Consigne 1 –
Recopiez à l'identique les lignes de données, depuis celle qui contient « Point to the white cloud. » jusqu'à la dernière ligne de données incluse.

Extrait choisi –
Réalisé dans le cadre des résidences de création de l'Arxiu comarcal de l'Urgell (Tàrrega, Catalogne),
grâce au support de l'Arxiu comarcal de l'Urgell et du Conseil des arts et des lettres du Québec.
Developed during a residency at the Arxiu comarcal de l’Urgell (Tàrrega, Catalonia),
with support from the Arxiu comarcal de l'Urgell, and the Conseil des arts et des lettres du Québec.


Crédits vidéo/Credits

Voix/Voices:  Gloria Coma, Jaume Aligué i Escudé
Chant/Singing: Montserrat Solé
Images et montage/Images and Editing: Laure Bourgault

Remerciements/Many Thanks: Carles Quevedo Garcia, Andrés Barberan & Gloria Coma, de/from l'Arxiu comarcal de l'Urgell,
Jaume Aligué i Escudé & Carles Segarra i Alcubierre, de/from l’Associació d’Amics de l’Arbre de Tàrrega.




Livre d’artiste (détail), impression numérique, images et textes du fond d'archives de l'Association d'Amics de l'Arbre de Tàrrega, 2019. 


Verdejar, vues de l’installation à l’Arxiu Comarcal de l’Urgell, 2019



Verdir Sant Eloi: le miracle de la citoyenneté véritable

Juillet 2019, j’arrive à Tàrrega suite à l’invitation de l’Arxiu Comarcal de l’Urgell pour explorer leurs fonds d’archives afin d’y puiser la matière pour un projet artistique. Depuis un moment, je m’intéresse aux archives architecturales et à leur qualité de témoins précieux sur la façon dont les productions urbanistiques ont été mises à profit dans l’affirmation et la création d’identités nationales et locales.

Données fournies –
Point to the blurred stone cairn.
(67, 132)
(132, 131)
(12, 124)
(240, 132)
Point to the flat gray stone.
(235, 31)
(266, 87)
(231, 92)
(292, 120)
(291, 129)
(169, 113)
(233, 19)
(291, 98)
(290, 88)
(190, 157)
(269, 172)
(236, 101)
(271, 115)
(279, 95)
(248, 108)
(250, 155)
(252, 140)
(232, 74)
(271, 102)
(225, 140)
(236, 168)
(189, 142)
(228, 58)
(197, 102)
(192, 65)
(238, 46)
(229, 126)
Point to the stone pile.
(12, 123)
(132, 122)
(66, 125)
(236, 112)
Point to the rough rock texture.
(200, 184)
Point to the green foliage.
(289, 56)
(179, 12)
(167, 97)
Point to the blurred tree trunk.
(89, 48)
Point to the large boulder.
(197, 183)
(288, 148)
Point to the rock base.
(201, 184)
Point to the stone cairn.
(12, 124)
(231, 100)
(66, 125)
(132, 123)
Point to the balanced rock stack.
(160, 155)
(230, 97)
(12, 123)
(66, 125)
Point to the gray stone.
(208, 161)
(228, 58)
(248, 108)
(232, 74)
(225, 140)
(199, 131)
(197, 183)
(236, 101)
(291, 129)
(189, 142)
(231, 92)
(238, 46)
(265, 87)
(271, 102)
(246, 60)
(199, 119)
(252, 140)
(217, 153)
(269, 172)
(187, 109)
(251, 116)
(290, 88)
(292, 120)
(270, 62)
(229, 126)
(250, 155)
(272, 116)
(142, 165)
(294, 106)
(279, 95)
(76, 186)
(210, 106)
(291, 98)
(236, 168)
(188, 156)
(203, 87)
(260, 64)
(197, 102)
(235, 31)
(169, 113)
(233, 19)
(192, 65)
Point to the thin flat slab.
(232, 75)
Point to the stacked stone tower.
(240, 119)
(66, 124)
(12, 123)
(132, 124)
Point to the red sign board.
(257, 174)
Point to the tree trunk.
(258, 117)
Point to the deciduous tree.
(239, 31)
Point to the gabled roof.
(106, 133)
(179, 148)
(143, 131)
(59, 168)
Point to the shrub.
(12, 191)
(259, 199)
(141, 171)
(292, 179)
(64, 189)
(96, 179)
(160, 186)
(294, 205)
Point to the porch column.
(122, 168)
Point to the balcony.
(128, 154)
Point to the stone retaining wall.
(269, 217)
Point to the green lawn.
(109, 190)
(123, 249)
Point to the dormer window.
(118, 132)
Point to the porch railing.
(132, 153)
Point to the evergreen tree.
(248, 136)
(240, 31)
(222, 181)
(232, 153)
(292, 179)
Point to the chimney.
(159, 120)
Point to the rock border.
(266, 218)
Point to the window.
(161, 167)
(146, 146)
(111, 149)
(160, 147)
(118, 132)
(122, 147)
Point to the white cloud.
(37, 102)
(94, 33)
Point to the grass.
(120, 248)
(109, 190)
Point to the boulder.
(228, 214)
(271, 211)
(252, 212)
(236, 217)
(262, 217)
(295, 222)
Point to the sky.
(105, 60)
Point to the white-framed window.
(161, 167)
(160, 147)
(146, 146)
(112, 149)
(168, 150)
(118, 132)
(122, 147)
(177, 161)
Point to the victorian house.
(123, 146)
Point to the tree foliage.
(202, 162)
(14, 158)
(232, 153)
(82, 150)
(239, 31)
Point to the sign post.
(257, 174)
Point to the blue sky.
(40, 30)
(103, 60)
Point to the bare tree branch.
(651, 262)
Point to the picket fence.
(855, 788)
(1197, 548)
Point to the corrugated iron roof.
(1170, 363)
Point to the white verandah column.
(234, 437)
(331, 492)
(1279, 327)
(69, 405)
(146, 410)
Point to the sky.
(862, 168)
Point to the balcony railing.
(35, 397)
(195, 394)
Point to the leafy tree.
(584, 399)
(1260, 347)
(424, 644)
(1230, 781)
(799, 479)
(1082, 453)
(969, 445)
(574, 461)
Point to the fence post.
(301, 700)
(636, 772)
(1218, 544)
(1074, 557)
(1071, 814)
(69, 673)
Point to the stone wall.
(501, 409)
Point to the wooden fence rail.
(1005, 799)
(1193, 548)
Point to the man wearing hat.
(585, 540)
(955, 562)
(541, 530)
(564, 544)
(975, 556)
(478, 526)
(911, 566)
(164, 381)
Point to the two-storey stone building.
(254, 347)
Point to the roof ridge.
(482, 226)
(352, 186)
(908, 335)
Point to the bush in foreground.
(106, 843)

Consigne 2 –
Rédigez la suite du texte sur la résidence à Tàrrega, en reprenant juste après sa dernière phrase.

Résultat 1 –
Point to the white cloud.
(37, 102)
(94, 33)
Point to the grass.
(120, 248)
(109, 190)
Point to the boulder.
(228, 214)
(271, 211)
(252, 212)
(236, 217)
(262, 217)
(295, 222)
Point to the sky.
(105, 60)
Point to the white-framed window.
(161, 167)
(160, 147)
(146, 146)
(112, 149)
(168, 150)
(118, 132)
(122, 147)
(177, 161)
Point to the victorian house.
(123, 146)
Point to the tree foliage.
(202, 162)
(14, 158)
(232, 153)
(82, 150)
(239, 31)
Point to the sign post.
(257, 174)
Point to the blue sky.
(40, 30)
(103, 60)
Point to the bare tree branch.
(651, 262)
Point to the picket fence.
(855, 788)
(1197, 548)
Point to the corrugated iron roof.
(1170, 363)
Point to the white verandah column.
(234, 437)
(331, 492)
(1279, 327)
(69, 405)
(146, 410)
Point to the sky.
(862, 168)
Point to the balcony railing.
(35, 397)
(195, 394)
Point to the leafy tree.
(584, 399)
(1260, 347)
(424, 644)
(1230, 781)
(799, 479)
(1082, 453)
(969, 445)
(574, 461)
Point to the fence post.
(301, 700)
(636, 772)
(1218, 544)
(1074, 557)
(1071, 814)
(69, 673)
Point to the stone wall.
(501, 409)
Point to the wooden fence rail.
(1005, 799)
(1193, 548)
Point to the man wearing hat.
(585, 540)
(955, 562)
(541, 530)
(564, 544)
(975, 556)
(478, 526)
(911, 566)
(164, 381)
Point to the two-storey stone building.
(254, 347)
Point to the roof ridge.
(482, 226)
(352, 186)
(908, 335)
Point to the bush in foreground.
(106, 843)

Résultat 2 –
Guidée à travers les archives de l’ACUR par Carles Quevedo Garcia, le directeur du centre, je concentre mes recherches sur le parc de Sant Eloi; un grand parc qui s’étend au nord de la ville. Mes lectures m’apprennent que ce dernier fut créé au début du XXe siècle sur une montagne aride, avec la volonté d’offrir un espace vert aux habitant∙es de la ville; un havre de verdure à investir, un espace éducatif pour la jeunesse, perpétuant une certaine vision romantique de la patrie et portant le projet sous-jacent de stimuler une régénérescence morale de la population locale grâce à un renouvellement urbain. Quand je me décide enfin à visiter le parc par une fin d’après-midi cuisante, j’ai l’impression d’y découvrir un oasis de fraîcheur balayé par le vent, un espace miraculeux dans la sécheresse environnante.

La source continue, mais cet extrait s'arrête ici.